• [What to do]
Copy out every line in the items below that contains the word "shoe".
========================
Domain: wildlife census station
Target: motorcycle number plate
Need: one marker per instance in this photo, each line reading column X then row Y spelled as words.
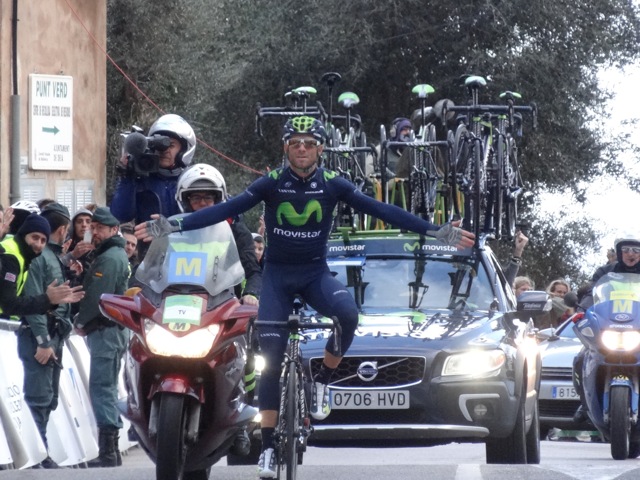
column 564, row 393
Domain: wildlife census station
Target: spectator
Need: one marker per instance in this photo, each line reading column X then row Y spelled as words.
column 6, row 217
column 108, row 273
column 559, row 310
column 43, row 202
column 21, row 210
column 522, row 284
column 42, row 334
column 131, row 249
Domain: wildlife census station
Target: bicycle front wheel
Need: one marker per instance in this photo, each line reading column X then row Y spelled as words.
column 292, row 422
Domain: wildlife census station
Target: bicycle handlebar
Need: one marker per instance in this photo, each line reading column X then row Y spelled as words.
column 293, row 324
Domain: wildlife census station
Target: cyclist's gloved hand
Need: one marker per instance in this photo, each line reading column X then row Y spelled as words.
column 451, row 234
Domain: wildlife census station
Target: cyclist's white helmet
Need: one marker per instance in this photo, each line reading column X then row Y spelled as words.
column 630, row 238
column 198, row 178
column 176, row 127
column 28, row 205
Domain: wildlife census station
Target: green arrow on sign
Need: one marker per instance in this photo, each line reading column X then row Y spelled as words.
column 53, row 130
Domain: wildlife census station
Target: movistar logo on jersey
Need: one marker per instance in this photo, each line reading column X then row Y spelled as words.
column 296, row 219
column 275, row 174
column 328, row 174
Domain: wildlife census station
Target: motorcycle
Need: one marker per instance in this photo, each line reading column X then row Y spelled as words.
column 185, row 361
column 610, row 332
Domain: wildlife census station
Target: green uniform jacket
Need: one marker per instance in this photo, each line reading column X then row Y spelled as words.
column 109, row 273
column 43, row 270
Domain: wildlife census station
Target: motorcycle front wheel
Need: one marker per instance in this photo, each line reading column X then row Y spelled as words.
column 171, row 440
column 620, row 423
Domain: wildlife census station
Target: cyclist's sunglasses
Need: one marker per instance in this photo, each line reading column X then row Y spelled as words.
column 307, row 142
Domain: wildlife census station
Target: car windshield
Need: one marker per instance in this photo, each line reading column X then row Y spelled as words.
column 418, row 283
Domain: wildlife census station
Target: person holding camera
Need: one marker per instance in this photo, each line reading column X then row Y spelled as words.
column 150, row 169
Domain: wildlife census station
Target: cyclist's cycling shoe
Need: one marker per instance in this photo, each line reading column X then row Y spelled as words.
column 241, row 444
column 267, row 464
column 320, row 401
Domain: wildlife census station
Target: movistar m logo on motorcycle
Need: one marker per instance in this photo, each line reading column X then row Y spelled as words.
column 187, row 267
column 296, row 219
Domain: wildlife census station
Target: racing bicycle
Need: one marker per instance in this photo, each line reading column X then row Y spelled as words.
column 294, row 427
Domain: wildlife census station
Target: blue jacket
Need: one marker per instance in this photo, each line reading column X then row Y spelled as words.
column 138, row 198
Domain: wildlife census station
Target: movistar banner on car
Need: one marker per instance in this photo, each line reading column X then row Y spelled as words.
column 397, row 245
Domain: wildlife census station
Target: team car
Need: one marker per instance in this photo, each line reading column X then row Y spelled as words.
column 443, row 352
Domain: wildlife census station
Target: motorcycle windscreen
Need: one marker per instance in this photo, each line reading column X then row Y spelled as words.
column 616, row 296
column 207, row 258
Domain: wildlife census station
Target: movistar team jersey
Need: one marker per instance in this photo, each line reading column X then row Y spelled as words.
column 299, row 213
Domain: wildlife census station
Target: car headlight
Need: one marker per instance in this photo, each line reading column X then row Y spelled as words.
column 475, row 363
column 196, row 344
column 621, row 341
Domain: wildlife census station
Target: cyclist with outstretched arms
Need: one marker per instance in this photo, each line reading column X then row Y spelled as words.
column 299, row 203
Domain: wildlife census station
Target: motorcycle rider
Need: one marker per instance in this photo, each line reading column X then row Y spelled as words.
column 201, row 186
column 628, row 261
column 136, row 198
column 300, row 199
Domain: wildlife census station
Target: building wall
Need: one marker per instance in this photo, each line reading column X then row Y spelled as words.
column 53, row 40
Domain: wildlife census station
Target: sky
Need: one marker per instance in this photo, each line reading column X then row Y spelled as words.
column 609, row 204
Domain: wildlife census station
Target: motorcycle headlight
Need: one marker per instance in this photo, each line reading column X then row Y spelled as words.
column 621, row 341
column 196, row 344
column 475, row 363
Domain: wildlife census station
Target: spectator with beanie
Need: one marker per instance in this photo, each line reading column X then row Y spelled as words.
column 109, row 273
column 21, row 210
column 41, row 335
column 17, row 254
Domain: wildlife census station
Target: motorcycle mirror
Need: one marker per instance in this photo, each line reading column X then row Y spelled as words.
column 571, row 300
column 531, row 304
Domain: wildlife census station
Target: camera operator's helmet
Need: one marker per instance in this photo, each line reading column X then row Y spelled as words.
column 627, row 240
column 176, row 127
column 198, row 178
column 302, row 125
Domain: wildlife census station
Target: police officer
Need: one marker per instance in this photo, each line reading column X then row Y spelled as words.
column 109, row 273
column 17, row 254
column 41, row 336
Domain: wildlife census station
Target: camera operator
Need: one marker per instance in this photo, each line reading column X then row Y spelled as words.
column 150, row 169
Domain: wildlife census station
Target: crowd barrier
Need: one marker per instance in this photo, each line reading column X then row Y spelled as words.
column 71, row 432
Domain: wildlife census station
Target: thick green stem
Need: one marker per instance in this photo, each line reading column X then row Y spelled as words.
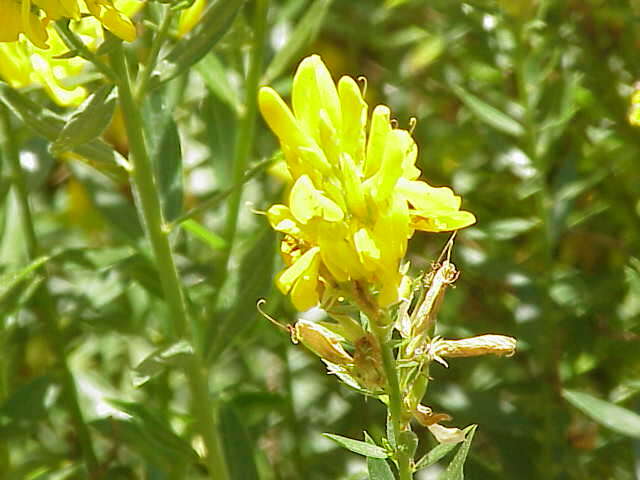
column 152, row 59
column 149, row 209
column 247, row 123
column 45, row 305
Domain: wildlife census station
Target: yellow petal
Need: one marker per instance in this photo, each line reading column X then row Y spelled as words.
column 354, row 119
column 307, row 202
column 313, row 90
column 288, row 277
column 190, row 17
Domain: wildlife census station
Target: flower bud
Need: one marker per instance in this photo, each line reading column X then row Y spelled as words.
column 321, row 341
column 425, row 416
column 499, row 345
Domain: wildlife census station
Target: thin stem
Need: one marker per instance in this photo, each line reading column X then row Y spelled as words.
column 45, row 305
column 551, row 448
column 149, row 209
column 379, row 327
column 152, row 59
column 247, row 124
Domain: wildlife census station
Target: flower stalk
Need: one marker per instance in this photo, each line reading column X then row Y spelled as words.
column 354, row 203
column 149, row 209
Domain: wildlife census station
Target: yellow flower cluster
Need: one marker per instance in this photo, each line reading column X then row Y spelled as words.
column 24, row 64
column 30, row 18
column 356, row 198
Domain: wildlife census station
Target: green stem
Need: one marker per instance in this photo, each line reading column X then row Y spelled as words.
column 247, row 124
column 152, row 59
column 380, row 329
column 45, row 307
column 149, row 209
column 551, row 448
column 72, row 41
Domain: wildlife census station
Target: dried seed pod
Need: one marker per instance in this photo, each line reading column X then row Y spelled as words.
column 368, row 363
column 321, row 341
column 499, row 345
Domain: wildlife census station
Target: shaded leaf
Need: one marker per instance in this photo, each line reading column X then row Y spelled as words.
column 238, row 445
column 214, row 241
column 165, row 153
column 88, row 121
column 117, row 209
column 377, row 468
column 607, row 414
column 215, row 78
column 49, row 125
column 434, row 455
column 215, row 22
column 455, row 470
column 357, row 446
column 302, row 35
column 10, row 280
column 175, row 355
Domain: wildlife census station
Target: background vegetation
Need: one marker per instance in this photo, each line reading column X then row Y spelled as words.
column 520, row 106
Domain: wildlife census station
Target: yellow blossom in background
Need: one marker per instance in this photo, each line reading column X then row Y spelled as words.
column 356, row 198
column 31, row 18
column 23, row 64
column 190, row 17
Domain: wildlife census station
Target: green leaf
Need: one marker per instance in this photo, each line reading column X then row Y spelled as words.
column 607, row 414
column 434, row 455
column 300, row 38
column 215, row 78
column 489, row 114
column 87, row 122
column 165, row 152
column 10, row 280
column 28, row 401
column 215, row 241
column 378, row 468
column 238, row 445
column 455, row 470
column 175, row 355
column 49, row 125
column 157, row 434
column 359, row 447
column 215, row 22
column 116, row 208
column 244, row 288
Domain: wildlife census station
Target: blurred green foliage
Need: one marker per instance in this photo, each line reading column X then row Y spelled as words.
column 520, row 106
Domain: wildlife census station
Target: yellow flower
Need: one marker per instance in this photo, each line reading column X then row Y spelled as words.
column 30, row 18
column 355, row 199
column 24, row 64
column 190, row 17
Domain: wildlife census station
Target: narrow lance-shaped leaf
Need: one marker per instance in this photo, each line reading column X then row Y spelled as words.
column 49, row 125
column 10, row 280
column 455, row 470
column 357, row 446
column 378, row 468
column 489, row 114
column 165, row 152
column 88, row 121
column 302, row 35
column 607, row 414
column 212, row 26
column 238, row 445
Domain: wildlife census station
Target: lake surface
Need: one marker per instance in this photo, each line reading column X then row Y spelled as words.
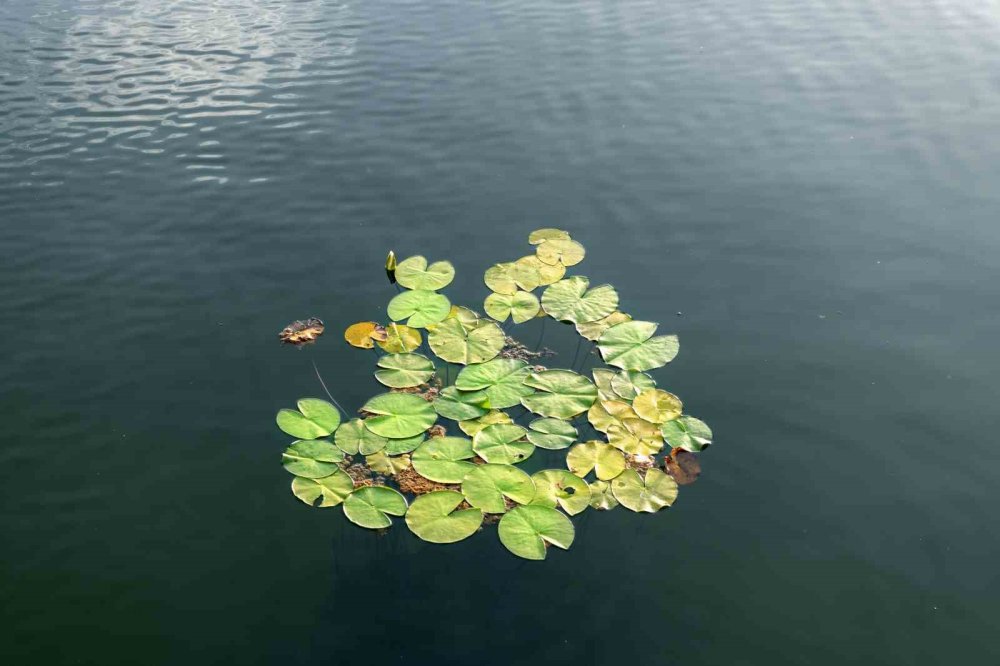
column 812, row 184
========================
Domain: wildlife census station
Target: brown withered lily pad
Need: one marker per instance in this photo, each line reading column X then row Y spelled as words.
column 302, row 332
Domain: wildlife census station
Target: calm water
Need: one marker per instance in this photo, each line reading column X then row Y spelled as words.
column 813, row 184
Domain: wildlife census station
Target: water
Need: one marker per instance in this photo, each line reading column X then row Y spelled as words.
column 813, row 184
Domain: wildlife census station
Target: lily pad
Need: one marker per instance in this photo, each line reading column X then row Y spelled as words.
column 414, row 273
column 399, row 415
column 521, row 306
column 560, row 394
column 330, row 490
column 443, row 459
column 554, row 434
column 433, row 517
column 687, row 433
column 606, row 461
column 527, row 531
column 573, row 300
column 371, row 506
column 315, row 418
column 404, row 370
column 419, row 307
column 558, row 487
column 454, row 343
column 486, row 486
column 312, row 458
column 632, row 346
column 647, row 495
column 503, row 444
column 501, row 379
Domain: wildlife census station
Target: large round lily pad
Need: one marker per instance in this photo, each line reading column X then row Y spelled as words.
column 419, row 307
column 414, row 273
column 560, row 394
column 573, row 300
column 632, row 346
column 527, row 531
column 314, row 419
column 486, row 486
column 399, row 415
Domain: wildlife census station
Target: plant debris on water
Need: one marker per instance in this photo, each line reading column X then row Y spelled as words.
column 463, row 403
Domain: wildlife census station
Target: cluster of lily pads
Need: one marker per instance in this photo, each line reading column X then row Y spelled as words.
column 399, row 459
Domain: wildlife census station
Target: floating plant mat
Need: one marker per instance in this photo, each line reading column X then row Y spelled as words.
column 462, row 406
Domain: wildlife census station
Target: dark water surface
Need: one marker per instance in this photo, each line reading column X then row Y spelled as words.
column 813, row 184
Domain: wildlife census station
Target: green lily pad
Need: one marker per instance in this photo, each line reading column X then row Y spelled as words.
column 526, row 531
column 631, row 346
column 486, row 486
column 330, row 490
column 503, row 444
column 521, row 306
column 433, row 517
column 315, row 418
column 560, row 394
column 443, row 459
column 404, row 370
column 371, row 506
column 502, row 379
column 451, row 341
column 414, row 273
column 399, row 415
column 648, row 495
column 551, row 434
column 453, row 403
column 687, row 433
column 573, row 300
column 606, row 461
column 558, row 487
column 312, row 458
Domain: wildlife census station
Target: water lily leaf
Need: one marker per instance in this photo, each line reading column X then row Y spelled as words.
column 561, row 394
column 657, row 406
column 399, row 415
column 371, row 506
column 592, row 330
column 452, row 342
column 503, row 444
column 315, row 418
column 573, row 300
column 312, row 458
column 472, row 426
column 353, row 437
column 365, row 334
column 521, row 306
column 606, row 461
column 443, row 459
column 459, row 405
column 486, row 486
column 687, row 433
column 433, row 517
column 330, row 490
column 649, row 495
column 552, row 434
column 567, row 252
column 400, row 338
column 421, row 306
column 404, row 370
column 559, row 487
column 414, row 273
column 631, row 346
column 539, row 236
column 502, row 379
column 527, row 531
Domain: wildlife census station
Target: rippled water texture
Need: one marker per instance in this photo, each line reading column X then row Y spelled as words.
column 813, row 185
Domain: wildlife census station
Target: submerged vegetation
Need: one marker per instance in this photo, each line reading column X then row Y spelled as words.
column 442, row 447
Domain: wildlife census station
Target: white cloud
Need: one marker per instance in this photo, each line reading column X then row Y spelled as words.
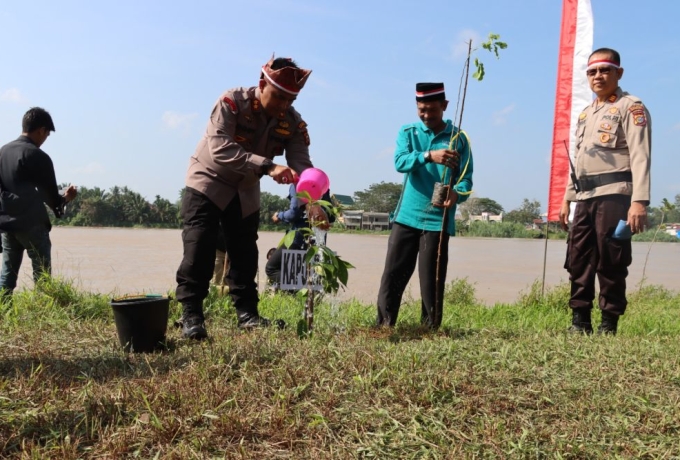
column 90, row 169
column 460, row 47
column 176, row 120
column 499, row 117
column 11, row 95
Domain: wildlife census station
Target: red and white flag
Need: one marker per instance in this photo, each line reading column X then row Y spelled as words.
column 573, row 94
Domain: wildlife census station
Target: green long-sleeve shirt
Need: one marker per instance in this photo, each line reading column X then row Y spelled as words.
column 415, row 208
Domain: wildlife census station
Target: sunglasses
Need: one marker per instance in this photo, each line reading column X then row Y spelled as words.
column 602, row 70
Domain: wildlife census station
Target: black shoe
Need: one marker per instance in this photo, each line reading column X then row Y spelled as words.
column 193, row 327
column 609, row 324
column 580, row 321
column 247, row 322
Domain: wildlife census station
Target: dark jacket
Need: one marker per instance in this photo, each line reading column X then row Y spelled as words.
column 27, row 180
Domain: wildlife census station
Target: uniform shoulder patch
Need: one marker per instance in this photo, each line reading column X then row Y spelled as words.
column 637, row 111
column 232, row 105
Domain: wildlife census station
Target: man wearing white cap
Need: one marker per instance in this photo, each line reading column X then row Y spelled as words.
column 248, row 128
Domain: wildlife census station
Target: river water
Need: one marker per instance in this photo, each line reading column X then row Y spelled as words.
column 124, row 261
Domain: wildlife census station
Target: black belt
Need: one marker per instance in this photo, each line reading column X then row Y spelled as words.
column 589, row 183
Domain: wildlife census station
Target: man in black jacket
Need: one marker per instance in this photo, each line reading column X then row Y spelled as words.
========================
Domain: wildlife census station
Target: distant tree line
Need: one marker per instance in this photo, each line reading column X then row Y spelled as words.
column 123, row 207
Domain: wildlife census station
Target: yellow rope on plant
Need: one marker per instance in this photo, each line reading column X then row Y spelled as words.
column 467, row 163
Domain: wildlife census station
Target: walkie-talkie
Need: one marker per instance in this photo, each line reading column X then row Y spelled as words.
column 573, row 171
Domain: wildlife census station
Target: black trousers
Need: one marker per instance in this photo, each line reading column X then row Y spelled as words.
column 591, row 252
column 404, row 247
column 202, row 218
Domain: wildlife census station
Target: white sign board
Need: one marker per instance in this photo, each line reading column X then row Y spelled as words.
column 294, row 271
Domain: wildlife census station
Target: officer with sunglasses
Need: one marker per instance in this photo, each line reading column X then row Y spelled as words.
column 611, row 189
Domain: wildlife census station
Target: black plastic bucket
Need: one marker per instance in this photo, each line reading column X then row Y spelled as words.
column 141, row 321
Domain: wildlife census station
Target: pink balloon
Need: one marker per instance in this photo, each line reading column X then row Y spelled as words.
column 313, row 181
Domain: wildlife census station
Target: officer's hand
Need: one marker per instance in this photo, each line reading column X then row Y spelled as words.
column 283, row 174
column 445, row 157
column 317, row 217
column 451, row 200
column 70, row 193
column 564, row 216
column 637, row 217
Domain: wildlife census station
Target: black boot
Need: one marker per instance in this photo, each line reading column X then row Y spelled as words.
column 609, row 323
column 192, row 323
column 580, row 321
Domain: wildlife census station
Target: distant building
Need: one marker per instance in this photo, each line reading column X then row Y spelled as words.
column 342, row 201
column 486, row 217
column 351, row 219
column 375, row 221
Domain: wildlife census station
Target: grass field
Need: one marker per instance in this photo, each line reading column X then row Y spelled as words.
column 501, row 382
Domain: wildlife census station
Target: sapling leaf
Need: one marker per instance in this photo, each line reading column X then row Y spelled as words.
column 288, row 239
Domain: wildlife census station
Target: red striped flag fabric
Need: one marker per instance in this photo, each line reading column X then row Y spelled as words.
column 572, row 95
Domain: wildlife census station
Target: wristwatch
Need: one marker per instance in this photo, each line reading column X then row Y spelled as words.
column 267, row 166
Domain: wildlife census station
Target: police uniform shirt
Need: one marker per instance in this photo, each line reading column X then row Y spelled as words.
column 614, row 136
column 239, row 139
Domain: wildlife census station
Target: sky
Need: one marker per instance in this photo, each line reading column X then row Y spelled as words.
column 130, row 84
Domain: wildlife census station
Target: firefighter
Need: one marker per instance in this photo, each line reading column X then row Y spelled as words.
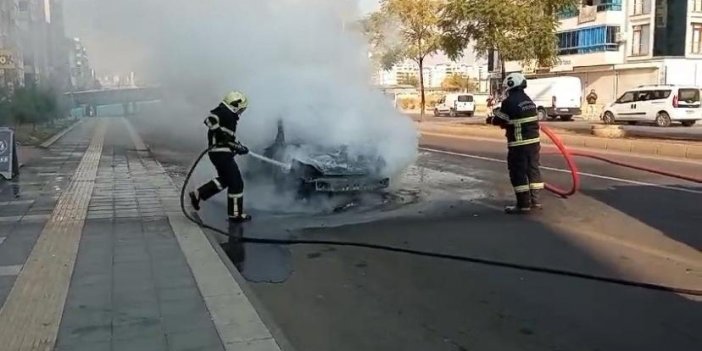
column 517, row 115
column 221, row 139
========================
• [Solution for this task]
Target: cyclist's cycling shoe
Target: black shoe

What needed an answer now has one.